Problem description: Count the lines of the listing below that contain the word "concrete", and state only that number.

Information shown:
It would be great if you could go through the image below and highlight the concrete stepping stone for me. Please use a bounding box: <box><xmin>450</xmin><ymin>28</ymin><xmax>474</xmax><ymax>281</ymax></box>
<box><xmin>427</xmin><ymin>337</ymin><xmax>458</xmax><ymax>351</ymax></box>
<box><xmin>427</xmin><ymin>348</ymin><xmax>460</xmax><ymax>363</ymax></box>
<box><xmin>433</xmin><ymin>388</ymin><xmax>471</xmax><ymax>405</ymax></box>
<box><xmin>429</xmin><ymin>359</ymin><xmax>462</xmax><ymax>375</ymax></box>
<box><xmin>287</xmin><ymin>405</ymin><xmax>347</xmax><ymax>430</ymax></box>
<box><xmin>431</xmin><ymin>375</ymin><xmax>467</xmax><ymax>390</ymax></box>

Solution to the exercise: 1